#### [What the task requires]
Only one stretch of the listing below is wanted. Give it again exactly, from the line with "the uam logo" through the line with "the blue and".
Given records START
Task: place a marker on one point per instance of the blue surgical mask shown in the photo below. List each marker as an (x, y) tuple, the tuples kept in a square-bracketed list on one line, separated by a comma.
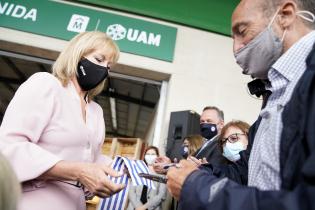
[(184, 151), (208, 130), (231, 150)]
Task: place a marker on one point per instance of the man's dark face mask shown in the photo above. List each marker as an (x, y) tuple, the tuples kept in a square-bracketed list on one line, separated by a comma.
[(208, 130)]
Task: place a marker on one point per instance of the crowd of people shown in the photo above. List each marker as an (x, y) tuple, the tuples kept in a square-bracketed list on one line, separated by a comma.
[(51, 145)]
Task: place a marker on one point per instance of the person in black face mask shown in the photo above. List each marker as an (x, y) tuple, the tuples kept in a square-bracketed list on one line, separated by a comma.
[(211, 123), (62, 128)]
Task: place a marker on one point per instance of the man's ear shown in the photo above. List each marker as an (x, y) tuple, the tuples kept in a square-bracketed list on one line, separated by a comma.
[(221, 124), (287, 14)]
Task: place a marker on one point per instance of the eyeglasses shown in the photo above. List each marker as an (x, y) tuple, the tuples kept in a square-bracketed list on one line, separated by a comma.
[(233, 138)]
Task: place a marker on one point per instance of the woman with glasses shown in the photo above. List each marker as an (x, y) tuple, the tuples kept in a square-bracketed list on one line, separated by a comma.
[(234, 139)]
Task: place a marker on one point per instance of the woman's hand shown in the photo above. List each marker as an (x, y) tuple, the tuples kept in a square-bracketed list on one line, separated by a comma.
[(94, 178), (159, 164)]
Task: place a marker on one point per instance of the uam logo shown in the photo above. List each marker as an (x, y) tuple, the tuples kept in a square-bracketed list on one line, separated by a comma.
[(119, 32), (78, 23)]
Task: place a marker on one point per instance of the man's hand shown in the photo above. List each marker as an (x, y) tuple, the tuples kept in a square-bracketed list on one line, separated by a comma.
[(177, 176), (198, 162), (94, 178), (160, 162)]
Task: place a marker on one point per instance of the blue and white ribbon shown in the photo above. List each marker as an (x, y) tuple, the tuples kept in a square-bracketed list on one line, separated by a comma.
Given records END
Given records START
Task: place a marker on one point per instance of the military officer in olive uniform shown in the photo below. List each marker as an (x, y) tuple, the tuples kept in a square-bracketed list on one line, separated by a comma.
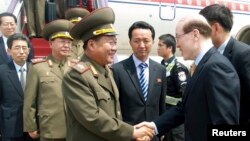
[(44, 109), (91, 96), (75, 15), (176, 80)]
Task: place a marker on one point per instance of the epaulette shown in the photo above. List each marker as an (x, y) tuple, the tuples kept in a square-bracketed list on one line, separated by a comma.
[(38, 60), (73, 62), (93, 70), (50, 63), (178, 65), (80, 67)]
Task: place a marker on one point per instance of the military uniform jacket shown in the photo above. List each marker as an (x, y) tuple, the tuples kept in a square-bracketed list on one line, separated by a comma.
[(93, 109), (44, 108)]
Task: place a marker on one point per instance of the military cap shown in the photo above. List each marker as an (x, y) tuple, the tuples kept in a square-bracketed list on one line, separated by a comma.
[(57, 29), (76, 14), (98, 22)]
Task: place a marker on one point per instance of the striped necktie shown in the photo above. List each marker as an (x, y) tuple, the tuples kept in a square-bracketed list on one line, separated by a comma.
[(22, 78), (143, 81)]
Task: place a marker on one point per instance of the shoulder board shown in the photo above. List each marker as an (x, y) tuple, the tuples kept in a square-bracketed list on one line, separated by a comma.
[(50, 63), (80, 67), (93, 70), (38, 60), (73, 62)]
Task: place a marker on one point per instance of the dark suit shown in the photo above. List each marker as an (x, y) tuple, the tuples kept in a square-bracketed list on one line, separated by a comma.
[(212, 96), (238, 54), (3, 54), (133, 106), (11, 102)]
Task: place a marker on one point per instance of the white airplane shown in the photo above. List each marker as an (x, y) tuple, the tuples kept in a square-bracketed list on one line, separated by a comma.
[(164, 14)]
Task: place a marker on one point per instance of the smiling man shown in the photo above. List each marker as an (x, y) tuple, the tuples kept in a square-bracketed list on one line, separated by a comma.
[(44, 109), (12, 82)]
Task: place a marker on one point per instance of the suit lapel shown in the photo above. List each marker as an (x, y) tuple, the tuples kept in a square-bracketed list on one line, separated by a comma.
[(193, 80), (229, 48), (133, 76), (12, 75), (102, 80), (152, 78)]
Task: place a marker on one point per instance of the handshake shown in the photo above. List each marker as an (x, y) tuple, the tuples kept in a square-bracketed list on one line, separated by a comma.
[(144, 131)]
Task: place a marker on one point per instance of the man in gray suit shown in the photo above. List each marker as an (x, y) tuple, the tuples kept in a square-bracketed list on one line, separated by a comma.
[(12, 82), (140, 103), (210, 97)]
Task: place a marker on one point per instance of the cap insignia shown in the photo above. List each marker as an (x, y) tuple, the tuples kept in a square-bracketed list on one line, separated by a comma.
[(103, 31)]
Given records END
Given records START
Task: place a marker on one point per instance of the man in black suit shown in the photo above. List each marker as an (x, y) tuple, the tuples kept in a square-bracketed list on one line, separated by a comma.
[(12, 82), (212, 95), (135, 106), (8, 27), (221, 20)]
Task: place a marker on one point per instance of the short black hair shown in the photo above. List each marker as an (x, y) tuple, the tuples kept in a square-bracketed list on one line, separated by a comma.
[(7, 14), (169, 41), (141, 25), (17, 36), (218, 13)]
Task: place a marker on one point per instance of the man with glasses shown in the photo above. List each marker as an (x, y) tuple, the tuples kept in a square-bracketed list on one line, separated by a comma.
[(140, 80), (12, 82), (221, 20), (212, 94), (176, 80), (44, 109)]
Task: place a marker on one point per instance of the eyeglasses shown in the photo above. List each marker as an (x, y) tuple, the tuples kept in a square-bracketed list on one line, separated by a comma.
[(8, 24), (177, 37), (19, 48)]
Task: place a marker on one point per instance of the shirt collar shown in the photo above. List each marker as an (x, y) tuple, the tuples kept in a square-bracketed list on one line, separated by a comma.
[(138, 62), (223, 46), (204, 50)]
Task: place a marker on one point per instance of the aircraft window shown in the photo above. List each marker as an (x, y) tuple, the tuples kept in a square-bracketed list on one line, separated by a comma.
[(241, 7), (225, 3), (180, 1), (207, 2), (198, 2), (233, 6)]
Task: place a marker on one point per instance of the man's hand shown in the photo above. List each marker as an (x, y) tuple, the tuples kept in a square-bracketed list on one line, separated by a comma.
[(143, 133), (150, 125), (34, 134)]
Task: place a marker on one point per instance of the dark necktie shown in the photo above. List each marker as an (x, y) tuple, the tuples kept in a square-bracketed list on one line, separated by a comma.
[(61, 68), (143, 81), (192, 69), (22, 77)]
Given records END
#### [Solved exercise]
Task: place a marker on one point per instance of the uam logo shown in the photo above. List each marker as an (x, y) tuple, the tuples kept in a square-bracketed list on one line, separated by a comma.
[(119, 32), (78, 23)]
Task: place a marker on one point per instance of the man's hand shown in the photo above. List each marker as an (x, y) tuple, the tuples kept in a square-bracketed list on one line, separated by a comma.
[(177, 176), (198, 162), (94, 178), (160, 162)]
Task: place a marker on one point per instance of the blue and white ribbon shown in the photo above. List each marker as an (x, y) tuple, the tuples kept in a square-bracketed list on one line, separated by a comma.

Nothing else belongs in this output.